----- INFORMATIONS EXTRAITES -----

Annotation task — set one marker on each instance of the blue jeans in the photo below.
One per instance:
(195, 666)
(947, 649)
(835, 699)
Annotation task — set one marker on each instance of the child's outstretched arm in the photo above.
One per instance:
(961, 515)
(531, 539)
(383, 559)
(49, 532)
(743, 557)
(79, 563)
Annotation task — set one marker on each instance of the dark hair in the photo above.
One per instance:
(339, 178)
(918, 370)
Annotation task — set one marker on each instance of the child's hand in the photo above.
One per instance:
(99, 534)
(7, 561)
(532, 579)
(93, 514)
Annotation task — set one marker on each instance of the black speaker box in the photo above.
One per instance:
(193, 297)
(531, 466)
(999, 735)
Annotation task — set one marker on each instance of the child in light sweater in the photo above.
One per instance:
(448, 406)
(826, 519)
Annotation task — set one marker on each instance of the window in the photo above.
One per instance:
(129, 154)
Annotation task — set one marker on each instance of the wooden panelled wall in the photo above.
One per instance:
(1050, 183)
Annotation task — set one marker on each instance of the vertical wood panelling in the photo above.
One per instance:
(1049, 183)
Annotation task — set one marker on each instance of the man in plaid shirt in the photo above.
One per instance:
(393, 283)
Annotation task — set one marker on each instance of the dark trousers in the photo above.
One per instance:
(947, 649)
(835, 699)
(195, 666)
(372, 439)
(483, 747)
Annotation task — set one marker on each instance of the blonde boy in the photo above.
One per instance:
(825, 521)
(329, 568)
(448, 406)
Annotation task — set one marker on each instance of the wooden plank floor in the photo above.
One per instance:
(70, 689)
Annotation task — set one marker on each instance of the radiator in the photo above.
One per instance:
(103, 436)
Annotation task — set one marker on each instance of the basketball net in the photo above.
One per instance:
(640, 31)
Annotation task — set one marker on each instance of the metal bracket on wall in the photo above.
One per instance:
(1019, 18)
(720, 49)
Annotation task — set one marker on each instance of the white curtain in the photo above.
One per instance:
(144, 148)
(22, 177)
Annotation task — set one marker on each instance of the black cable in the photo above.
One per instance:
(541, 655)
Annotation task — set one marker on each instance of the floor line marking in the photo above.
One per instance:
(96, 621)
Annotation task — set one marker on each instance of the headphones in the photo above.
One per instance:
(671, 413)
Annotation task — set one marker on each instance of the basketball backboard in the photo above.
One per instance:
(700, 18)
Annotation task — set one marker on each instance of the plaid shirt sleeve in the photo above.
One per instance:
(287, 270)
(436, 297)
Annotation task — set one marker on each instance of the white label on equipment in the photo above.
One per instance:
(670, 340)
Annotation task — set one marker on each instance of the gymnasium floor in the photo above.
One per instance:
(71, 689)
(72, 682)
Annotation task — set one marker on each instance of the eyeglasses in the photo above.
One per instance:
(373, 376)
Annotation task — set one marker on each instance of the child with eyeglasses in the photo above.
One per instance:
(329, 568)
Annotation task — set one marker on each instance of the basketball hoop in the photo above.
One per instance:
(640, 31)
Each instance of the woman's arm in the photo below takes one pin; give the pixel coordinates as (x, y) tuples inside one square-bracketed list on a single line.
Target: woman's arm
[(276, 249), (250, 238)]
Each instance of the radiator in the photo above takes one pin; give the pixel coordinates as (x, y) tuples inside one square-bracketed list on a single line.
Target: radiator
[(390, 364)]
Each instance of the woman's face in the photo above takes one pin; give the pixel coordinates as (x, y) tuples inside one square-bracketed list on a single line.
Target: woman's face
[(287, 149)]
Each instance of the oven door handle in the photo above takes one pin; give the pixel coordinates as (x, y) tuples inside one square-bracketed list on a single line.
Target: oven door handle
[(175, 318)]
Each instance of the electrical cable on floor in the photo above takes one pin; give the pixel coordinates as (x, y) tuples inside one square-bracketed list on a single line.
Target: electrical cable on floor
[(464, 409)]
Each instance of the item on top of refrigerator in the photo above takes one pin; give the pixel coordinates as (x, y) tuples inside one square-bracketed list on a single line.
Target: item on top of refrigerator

-----

OBJECTIF
Recopiez les lignes en commençant par celle qui contient « headphones in the photo above. » et en terminant par celle qui contient « [(464, 409)] », en substituant « heater » à « radiator » sans rien changer d'autre.

RÉSULTAT OBTENU
Annotation task — set one marker on each instance of the headphones in the photo above.
One per instance:
(671, 413)
Annotation task — set one marker on each instance of the basketball backboard in the photo above.
One per instance:
(700, 18)
Annotation task — set one marker on each instance of the plaid shirt sleeve in the photo above.
One per instance:
(287, 270)
(436, 297)
Annotation task — set one marker on each instance of the white label on equipment in the photo above.
One per instance:
(670, 340)
Annotation task — set one marker on each instance of the gymnasium floor in the photo above.
One per instance:
(71, 689)
(72, 682)
Annotation task — set one marker on each instance of the eyeglasses in the photo above.
One per instance:
(373, 376)
Annotation task — set one marker on each instance of the child with eyeglasses in the photo above.
One per instance:
(329, 568)
Annotation task — set one marker on each instance of the basketball hoop in the photo above.
One per instance:
(640, 31)
Each instance of the woman's arm in the photo below takes one pin; give the pixel coordinates as (x, y) tuples inside one square-bracketed list on a single line.
Target: woman's arm
[(276, 249), (250, 238)]
Each instance of the heater in the photo above takes one pin; give the pixel coordinates as (x, y) tuples inside one square-bracketed list on a single line.
Target: heater
[(390, 364)]
Each instance of the woman's face in the photo above takes one pin; give the pixel coordinates as (x, y) tuples inside one square-bracketed list on a single line.
Target: woman's face
[(287, 149)]
Each instance of the oven door handle in the photo above takes one pin; give the pixel coordinates as (x, y) tuples inside one square-bracketed list on a single line.
Target: oven door handle
[(175, 318)]
Each instance of the electrical cable on floor in the photo above takes one pin; give the pixel coordinates as (x, y) tuples inside one square-bracketed list on a single line.
Target: electrical cable on floor
[(464, 409)]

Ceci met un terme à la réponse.